**Problems and tasks:**
A: Summarize in two sentences the forum post below about a slow Dataflow job that writes to Datastore.
B: In the forum post below about a slow Dataflow job that writes to Datastore, what maximum number of workers was specified?
C: Continue the forum post below about a slow Dataflow job that writes to Datastore, picking up from its final line.

**Passage given:**

I have an apache-beam based dataflow job to read using vcf source from a single text file (stored in google cloud storage), transform text lines into datastore Entities
and write them into the datastore sink. The workflow works fine but the cons I noticed is that:
- The write speed into datastore is at most around 25-30 entities per second.
- I tried to use
--autoscalingAlgorithm=THROUGHPUT_BASED --numWorkers=10 --maxNumWorkers=100
but the execution seems to prefer one worker (see graph below: the target workers once increased to 2 but reduced to 1 "based on the ability to parallelize the work in the currently running step").
I did not use ancestor path for the keys; all the entities are the same kind
.
The pipeline code looks like below:
def write_to_datastore(project, user_options, pipeline_options):
"""Creates a pipeline that writes entities to Cloud Datastore."""

**Material:**
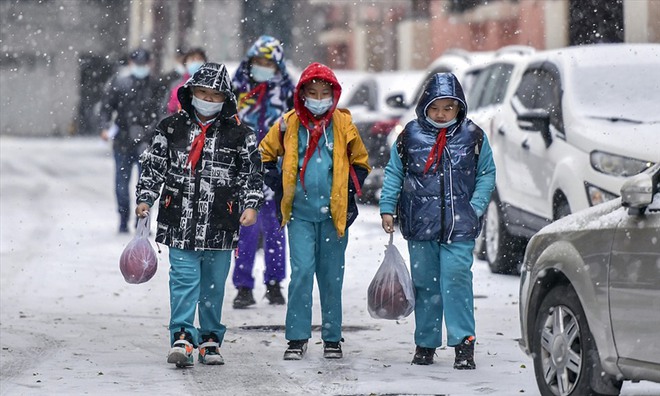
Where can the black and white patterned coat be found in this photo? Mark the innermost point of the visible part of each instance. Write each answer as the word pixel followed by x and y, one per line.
pixel 200 209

**Answers provided:**
A: The post describes an Apache Beam Dataflow job that reads a single text file stored in Google Cloud Storage using a VCF source, transforms the text lines into Datastore entities, and writes them into the Datastore sink. Although the workflow works, writes reach at most about 25-30 entities per second, and despite throughput-based autoscaling settings the execution seems to prefer a single worker.

B: 100, set with --maxNumWorkers=100.

C:
with beam.Pipeline(options=pipeline_options) as p:
(p
| 'Read vcf files' >> vcfio.ReadFromVcf(user_options.input)
| 'Create my entity' >> beam.ParDo(
ToEntityFn(), user_options.kind)
| 'Write to datastore' >> WriteToDatastore(project))
Because I have millions of rows to write into the datastore, it would take too long to write with a speed of 30 entities/sec.
Question: The input is just one huge gzipped file. Do I need to split it into multiple small files to trigger multiple workers? Is there any other way I can make the importing faster? Do I miss something in the num_workers
setup? Thanks!